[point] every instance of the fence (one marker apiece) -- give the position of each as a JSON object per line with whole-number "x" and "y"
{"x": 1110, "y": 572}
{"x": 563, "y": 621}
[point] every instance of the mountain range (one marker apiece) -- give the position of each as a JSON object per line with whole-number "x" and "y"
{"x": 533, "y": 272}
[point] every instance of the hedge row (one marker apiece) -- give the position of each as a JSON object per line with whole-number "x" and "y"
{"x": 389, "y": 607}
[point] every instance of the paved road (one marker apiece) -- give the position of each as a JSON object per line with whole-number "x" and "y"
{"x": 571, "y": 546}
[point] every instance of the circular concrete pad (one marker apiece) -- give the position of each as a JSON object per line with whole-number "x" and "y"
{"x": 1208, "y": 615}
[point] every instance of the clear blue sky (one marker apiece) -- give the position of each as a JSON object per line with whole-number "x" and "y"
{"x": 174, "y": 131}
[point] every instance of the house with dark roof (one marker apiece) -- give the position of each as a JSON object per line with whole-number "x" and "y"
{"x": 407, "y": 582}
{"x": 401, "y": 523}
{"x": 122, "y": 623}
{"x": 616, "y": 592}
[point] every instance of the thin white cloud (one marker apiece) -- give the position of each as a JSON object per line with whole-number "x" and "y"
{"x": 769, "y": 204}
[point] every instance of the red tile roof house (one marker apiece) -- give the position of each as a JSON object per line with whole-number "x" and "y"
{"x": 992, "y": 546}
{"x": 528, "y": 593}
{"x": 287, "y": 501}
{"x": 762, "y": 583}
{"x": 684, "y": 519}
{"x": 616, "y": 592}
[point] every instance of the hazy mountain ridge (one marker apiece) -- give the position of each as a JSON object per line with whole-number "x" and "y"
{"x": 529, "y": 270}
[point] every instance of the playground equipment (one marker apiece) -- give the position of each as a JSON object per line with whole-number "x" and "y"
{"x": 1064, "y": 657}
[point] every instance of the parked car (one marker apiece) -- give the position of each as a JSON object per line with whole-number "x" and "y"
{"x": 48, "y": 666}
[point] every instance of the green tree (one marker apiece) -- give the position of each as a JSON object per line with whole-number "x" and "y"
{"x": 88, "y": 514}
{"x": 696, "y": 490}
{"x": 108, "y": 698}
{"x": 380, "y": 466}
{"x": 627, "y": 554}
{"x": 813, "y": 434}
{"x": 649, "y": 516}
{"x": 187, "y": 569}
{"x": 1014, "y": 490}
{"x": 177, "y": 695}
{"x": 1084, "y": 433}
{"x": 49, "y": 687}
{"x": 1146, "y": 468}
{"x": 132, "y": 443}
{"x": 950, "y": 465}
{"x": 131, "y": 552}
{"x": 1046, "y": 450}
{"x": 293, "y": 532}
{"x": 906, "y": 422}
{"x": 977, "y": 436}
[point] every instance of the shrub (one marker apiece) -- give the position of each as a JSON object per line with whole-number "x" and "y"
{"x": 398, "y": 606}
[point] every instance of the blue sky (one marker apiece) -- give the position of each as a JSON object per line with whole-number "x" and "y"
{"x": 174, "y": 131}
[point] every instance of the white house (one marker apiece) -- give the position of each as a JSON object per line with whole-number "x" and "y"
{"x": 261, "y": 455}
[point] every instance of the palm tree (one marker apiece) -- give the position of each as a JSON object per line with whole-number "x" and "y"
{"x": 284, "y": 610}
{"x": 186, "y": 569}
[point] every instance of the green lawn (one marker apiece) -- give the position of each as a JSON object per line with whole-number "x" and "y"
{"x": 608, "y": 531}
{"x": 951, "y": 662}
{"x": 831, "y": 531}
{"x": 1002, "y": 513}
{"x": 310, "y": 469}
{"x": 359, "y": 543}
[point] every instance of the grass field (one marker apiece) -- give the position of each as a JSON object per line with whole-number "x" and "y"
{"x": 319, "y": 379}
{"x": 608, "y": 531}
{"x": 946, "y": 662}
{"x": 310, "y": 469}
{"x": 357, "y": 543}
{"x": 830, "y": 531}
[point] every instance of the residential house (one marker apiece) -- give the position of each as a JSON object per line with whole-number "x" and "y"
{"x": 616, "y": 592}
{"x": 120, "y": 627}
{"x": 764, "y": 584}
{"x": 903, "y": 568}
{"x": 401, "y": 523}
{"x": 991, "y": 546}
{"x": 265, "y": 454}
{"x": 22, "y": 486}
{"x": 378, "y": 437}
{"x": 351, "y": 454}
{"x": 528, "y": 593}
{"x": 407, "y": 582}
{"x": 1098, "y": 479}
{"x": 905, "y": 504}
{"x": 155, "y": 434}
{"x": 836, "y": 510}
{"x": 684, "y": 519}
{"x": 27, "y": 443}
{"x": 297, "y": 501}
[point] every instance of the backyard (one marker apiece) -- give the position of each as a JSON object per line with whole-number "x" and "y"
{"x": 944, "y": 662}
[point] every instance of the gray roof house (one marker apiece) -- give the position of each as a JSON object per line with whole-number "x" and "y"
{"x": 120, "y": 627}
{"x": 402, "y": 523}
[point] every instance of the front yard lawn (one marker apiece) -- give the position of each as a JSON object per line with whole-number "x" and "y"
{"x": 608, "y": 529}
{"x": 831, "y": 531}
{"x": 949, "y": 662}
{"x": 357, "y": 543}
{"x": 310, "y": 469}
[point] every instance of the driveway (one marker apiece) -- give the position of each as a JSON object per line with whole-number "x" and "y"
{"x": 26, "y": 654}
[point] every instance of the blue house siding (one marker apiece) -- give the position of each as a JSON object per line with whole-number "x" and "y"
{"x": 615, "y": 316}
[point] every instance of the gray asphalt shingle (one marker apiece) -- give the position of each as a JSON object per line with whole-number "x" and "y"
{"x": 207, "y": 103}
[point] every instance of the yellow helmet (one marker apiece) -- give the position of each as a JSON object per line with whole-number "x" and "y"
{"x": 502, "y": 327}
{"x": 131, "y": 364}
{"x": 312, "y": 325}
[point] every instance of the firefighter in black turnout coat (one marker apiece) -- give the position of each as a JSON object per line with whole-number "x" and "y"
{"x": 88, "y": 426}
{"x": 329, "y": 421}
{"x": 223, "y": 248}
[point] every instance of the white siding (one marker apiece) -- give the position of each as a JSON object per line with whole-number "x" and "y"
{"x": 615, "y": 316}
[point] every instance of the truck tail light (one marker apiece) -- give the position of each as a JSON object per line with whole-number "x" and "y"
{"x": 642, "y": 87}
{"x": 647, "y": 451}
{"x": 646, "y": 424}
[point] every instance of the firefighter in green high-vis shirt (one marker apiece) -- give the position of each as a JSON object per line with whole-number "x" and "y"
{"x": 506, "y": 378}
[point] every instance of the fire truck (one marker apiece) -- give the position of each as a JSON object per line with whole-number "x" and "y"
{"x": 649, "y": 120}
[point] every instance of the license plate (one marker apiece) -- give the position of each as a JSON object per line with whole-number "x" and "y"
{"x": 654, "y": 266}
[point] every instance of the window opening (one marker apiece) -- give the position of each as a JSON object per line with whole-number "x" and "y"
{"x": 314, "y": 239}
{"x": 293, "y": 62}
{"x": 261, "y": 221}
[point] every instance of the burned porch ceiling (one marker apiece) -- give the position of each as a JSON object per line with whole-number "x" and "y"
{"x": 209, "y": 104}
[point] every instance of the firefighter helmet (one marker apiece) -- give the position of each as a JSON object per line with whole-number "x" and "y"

· · · · · · ·

Task brief - The full listing above needs to be retyped exactly.

Response to this task -
[point] every instance of the fence (one marker apiece) -- give the position of each as a JSON object per line with whole-number "x" and "y"
{"x": 1110, "y": 572}
{"x": 563, "y": 621}
[point] every instance of the mountain range (one marker apiece) -- give the position of each as a JSON object per line with whole-number "x" and "y"
{"x": 533, "y": 272}
[point] every instance of the hedge row (one marker apiece) -- give the position of each as a JSON object per line with whole-number "x" and "y"
{"x": 389, "y": 607}
[point] every instance of the paved road (one marker apiece) -- give the position of each as a JSON object per line with whole-number "x" and "y"
{"x": 571, "y": 546}
[point] every instance of the circular concrete pad (one marker apiece) -- give the position of each as a JSON object per line with whole-number "x" and "y"
{"x": 1208, "y": 615}
[point] every instance of the clear blue sky (one marker apiece) -- give the position of each as a JSON object per line with whole-number "x" and "y"
{"x": 174, "y": 131}
[point] every instance of the house with dark roof (one marker apiece) -- give the position of each as a JSON object per line with whole-number "x" and "y"
{"x": 407, "y": 582}
{"x": 401, "y": 523}
{"x": 122, "y": 623}
{"x": 616, "y": 592}
[point] every instance of the thin white cloud (one marker apiece) -- give the position of each as a JSON object per line with whole-number "x" and "y"
{"x": 769, "y": 204}
[point] every instance of the red tile roof house (one marker apiece) -- give the position of each as a JSON object per line with whole-number "x" and "y"
{"x": 992, "y": 546}
{"x": 528, "y": 593}
{"x": 287, "y": 501}
{"x": 762, "y": 583}
{"x": 684, "y": 519}
{"x": 616, "y": 592}
[point] every instance of the hazy mountain ridge (one marker apiece) -- give the position of each as a JSON object per line with whole-number "x" and "y"
{"x": 529, "y": 270}
[point] every instance of the playground equipment (one marker apiece) -- give the position of each as a JSON object per line with whole-number "x" and "y"
{"x": 1064, "y": 657}
[point] every instance of the parked car (one marker apiece) -- give the position of each as a JSON object per line with whole-number "x" and "y"
{"x": 48, "y": 666}
[point] every instance of the green tree (one marker apiece) -- give the position of each as a JSON object per line with whole-number "x" and "y"
{"x": 88, "y": 514}
{"x": 696, "y": 490}
{"x": 108, "y": 698}
{"x": 380, "y": 466}
{"x": 627, "y": 554}
{"x": 813, "y": 434}
{"x": 649, "y": 516}
{"x": 187, "y": 569}
{"x": 1014, "y": 490}
{"x": 177, "y": 695}
{"x": 1084, "y": 433}
{"x": 49, "y": 687}
{"x": 1146, "y": 468}
{"x": 132, "y": 443}
{"x": 950, "y": 465}
{"x": 131, "y": 552}
{"x": 1046, "y": 450}
{"x": 293, "y": 532}
{"x": 906, "y": 422}
{"x": 977, "y": 436}
[point] every instance of the shrub (one marker apiece) -- give the position of each as a JSON object per line with whole-number "x" and "y"
{"x": 398, "y": 606}
[point] every instance of the blue sky (one marker apiece) -- give the position of each as a JSON object per line with whole-number "x" and "y"
{"x": 174, "y": 131}
[point] every instance of the white house (one marker apiece) -- give the position of each as a JSON object per line with whole-number "x" and "y"
{"x": 261, "y": 455}
[point] every instance of the palm tree (one marker apiece) -- give the position of each as a JSON object per line with whole-number "x" and "y"
{"x": 284, "y": 610}
{"x": 186, "y": 569}
[point] every instance of the green lawn (one marker apiece) -- give the position of each as a JSON object per line with whole-number "x" and "y"
{"x": 608, "y": 531}
{"x": 951, "y": 662}
{"x": 831, "y": 531}
{"x": 1002, "y": 513}
{"x": 310, "y": 469}
{"x": 359, "y": 543}
[point] every instance of the grass field (one marker apiece) -- give the position of each as a JSON object per line with whole-number "x" and "y"
{"x": 319, "y": 379}
{"x": 608, "y": 531}
{"x": 946, "y": 662}
{"x": 310, "y": 469}
{"x": 357, "y": 543}
{"x": 830, "y": 531}
[point] every instance of the residential house (one marker apiece) -- give the position of each as a JSON object per line with whole-number "x" and "y"
{"x": 616, "y": 592}
{"x": 120, "y": 627}
{"x": 764, "y": 584}
{"x": 903, "y": 568}
{"x": 401, "y": 523}
{"x": 991, "y": 546}
{"x": 265, "y": 454}
{"x": 22, "y": 486}
{"x": 378, "y": 437}
{"x": 351, "y": 454}
{"x": 528, "y": 593}
{"x": 407, "y": 582}
{"x": 1098, "y": 479}
{"x": 905, "y": 504}
{"x": 155, "y": 434}
{"x": 836, "y": 510}
{"x": 684, "y": 519}
{"x": 27, "y": 443}
{"x": 297, "y": 501}
[point] every instance of the backyard (one marker apiece) -- give the position of each as a JSON object per line with whole-number "x" and "y"
{"x": 944, "y": 662}
[point] every instance of the gray roof house (one marker apiece) -- give the position of each as a JSON object per line with whole-number "x" and "y"
{"x": 120, "y": 627}
{"x": 402, "y": 523}
[point] every instance of the front yard lawn (one marker apiece) -- give the position of each as a JSON object per line with whole-number "x" and "y"
{"x": 608, "y": 529}
{"x": 831, "y": 531}
{"x": 949, "y": 662}
{"x": 357, "y": 543}
{"x": 310, "y": 469}
[point] every instance of the driveway (one marker apiece) -- give the position of each as a JSON object per line with whole-number "x" and "y"
{"x": 26, "y": 654}
[point] every instance of the blue house siding (one marker apiece) -- give the position of each as a JSON object per line with whole-number "x" and "y"
{"x": 615, "y": 316}
[point] every instance of the gray asphalt shingle (one marker apiece) -- give the position of each as a JSON object per line with whole-number "x" and "y"
{"x": 207, "y": 103}
[point] every instance of the yellow helmet (one marker apiece) -- give the position of each as a JSON object per line with whole-number "x" and "y"
{"x": 502, "y": 327}
{"x": 131, "y": 364}
{"x": 312, "y": 325}
[point] every instance of the firefighter in black turnout coat (one marker apiece) -- give the position of each as a JSON object per line with whole-number "x" and "y"
{"x": 88, "y": 426}
{"x": 329, "y": 421}
{"x": 223, "y": 248}
[point] every instance of the white siding (one marker apiece) -- give the position of each as a JSON object per line with whole-number "x" and "y"
{"x": 615, "y": 316}
[point] every instance of the truck tail light (one marker apiece) -- give the position of each as a JSON object per line with whole-number "x" and "y"
{"x": 642, "y": 87}
{"x": 647, "y": 451}
{"x": 646, "y": 424}
[point] every instance of the firefighter in green high-vis shirt (one marker apiece) -- give the position of each as a JSON object per line with whole-number "x" and "y"
{"x": 506, "y": 378}
[point] every instance of the fire truck (one marker apiece) -- give the position of each as a JSON object per line with whole-number "x" and "y"
{"x": 649, "y": 120}
[point] every instance of the license plate (one marker apiece) -- give the position of each as a JSON object per line with whole-number "x" and "y"
{"x": 654, "y": 266}
[point] every instance of the window opening (one marker apiece) -- give the position of each as a JSON object per line with whole-number "x" and "y"
{"x": 314, "y": 239}
{"x": 293, "y": 62}
{"x": 261, "y": 221}
[point] every instance of the burned porch ceiling (one marker apiece) -- give the position of each as a JSON object per line with whole-number "x" and "y"
{"x": 209, "y": 104}
[point] every instance of the firefighter helmet (one marker apiece) -- give the position of each as a JSON object per line with whole-number "x" and "y"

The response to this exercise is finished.